-- BEGIN Records for the task --
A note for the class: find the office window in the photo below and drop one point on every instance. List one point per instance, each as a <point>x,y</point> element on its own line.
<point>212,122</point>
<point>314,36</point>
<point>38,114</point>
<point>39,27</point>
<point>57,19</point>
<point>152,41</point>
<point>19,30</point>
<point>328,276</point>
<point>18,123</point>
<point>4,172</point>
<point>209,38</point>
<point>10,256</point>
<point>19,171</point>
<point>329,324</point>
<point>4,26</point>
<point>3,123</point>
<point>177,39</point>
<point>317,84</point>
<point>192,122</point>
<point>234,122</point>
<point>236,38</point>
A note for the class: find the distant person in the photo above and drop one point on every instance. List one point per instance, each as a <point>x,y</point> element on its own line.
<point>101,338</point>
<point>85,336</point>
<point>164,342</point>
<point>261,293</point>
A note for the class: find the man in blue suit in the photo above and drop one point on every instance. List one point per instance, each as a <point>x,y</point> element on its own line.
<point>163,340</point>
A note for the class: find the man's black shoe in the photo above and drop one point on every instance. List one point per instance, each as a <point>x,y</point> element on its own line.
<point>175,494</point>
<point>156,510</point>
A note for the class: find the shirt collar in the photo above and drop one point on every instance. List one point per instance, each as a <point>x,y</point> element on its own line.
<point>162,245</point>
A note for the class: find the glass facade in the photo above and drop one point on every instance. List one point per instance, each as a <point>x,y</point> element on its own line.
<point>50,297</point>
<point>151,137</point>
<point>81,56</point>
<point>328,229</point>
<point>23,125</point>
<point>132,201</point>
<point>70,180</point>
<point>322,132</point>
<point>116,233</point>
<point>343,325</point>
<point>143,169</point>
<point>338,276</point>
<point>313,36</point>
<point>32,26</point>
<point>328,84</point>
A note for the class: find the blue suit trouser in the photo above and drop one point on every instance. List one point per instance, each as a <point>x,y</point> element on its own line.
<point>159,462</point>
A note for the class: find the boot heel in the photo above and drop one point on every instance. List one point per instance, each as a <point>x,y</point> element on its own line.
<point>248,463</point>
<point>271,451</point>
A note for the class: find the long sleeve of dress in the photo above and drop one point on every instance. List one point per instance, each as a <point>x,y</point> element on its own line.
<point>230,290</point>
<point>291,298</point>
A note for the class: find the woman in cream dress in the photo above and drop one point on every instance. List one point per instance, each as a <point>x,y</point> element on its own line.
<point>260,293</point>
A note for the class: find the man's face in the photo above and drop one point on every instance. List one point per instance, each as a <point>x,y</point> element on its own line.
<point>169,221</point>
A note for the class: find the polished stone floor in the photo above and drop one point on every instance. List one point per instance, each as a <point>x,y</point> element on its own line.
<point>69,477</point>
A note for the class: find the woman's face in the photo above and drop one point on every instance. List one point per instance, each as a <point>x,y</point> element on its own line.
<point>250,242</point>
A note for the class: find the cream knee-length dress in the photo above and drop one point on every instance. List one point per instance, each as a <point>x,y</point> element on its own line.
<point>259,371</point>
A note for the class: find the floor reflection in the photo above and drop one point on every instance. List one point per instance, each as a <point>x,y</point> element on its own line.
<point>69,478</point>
-- END Records for the task --
-- BEGIN Records for the task --
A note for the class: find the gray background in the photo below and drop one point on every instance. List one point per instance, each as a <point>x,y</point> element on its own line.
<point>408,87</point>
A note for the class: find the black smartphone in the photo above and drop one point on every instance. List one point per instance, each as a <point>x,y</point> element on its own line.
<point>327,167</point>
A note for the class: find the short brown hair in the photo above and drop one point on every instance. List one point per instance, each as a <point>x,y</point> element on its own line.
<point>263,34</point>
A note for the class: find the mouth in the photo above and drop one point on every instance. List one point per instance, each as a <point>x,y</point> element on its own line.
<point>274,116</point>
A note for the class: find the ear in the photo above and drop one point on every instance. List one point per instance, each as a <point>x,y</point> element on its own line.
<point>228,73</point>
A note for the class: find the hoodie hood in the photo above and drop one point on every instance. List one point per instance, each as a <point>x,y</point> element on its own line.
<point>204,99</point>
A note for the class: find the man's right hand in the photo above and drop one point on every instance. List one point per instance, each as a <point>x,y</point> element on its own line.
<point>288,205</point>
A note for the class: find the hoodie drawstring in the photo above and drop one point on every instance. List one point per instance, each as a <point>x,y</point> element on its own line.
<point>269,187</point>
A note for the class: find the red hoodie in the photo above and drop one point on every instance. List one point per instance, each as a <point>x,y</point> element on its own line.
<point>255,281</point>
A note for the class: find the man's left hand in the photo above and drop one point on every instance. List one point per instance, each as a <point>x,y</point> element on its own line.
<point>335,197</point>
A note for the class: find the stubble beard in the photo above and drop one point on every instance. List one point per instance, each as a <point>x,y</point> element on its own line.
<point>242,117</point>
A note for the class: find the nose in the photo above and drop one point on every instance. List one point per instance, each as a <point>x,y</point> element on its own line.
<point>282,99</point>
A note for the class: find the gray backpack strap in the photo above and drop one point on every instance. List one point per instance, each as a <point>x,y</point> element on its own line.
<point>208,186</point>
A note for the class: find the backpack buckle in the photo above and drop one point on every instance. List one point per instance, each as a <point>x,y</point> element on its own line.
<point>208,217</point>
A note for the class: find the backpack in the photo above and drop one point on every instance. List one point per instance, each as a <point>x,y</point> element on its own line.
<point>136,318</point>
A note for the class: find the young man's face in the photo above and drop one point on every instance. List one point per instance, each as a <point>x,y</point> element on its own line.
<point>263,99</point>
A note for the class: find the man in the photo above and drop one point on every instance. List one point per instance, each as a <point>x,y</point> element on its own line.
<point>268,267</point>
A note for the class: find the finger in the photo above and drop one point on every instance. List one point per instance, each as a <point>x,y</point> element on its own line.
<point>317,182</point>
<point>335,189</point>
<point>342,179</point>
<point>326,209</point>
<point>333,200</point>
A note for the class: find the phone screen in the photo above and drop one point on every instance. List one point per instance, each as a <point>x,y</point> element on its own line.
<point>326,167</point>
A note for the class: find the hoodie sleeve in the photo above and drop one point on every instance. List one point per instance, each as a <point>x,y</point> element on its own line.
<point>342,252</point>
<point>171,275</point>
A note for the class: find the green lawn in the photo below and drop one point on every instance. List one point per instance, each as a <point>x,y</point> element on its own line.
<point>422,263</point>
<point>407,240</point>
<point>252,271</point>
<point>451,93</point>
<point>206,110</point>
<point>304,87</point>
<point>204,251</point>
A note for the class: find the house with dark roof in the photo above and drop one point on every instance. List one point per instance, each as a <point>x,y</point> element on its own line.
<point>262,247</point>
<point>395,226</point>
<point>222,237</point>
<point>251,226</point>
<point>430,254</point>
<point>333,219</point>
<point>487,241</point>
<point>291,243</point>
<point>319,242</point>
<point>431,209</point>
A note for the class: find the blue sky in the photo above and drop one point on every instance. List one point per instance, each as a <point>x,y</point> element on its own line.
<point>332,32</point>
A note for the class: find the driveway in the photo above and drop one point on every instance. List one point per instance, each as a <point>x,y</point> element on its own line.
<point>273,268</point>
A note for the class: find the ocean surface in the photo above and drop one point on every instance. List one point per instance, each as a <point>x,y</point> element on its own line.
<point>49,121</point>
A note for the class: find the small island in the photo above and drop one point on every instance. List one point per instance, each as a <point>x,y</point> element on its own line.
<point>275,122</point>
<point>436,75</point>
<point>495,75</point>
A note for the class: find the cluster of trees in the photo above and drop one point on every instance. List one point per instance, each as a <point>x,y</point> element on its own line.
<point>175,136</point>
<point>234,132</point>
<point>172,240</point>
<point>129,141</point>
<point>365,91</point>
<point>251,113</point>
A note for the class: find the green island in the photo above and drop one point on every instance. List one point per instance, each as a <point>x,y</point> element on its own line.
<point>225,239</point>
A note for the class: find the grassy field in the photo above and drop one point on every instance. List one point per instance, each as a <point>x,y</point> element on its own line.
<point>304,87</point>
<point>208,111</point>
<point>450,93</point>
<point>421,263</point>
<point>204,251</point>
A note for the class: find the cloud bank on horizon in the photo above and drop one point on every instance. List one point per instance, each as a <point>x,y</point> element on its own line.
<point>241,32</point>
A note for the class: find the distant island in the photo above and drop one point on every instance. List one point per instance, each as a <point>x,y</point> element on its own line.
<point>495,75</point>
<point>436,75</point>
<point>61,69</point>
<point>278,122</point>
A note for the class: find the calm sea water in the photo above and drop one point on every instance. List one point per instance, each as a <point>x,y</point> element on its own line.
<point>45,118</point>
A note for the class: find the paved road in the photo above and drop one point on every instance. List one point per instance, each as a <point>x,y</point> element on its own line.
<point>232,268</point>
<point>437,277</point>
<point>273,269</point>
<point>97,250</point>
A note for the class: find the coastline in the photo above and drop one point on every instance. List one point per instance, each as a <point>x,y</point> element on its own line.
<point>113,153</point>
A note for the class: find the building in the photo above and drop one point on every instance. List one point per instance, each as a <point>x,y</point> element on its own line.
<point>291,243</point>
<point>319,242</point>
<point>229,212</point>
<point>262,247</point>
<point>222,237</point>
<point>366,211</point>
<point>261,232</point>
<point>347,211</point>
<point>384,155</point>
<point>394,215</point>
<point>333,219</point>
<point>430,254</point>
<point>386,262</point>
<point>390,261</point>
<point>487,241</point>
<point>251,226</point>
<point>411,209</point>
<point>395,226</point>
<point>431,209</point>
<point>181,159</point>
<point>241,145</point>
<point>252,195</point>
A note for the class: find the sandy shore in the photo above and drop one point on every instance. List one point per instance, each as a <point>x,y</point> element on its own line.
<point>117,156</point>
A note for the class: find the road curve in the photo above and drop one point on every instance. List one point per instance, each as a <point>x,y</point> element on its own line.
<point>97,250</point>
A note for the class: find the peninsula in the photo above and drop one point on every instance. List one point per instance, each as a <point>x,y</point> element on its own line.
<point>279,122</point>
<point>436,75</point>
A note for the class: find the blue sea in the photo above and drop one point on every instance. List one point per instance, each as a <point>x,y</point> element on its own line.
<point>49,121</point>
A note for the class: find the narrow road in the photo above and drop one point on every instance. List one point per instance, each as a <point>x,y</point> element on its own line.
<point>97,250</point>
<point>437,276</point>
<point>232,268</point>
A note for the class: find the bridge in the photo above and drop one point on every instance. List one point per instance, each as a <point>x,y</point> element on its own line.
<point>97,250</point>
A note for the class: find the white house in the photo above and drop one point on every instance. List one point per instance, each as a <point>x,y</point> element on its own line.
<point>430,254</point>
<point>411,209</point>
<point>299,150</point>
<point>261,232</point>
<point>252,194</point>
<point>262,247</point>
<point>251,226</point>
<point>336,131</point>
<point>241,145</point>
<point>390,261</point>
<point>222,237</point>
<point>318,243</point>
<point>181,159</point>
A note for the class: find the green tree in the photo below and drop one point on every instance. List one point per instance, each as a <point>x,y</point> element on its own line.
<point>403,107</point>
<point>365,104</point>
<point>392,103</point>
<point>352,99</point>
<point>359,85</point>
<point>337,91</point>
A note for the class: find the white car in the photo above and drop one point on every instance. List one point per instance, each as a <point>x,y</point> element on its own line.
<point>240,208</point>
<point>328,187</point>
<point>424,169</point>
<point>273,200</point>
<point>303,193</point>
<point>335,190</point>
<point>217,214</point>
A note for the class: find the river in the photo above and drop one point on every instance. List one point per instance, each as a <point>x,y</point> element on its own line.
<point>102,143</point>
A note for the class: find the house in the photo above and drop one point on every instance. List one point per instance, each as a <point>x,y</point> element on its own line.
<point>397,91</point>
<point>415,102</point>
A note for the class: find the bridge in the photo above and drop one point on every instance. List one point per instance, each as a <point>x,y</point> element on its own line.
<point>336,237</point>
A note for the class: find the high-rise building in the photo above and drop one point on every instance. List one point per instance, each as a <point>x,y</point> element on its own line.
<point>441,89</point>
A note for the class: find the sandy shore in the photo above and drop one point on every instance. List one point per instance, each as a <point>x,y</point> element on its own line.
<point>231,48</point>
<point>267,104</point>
-- END Records for the task --
> [Problem statement]:
Please copy out the listing lines word for word, beginning with the line that contains "A note for the class: find the blue sea" and ending with the line that contains "<point>337,91</point>", both included.

> [Answer to the exercise]:
A note for the class: find the blue sea in the photo above and drop one point on every instance. List one point per instance, each as a <point>x,y</point> element on its own line.
<point>49,121</point>
A note for the class: find the narrow road in the photo above and drop one point on every instance. List one point per instance, each as a <point>x,y</point> element on its own line.
<point>97,250</point>
<point>437,276</point>
<point>232,268</point>
A note for the class: find the bridge in the photo above and drop one point on every instance. List one point per instance, each as a <point>x,y</point> element on its own line.
<point>97,250</point>
A note for the class: find the white house in the photo above and drop one point on every instance. List one point per instance, each as a <point>x,y</point> element on its own line.
<point>430,254</point>
<point>411,209</point>
<point>299,150</point>
<point>261,232</point>
<point>252,194</point>
<point>262,247</point>
<point>251,226</point>
<point>336,131</point>
<point>241,145</point>
<point>390,261</point>
<point>222,237</point>
<point>318,243</point>
<point>181,159</point>
A note for the class: find the green tree in the photo below and drop one point on every instance. List one point per instance, each as a <point>x,y</point> element on its own line.
<point>403,107</point>
<point>365,104</point>
<point>392,103</point>
<point>352,99</point>
<point>359,85</point>
<point>337,91</point>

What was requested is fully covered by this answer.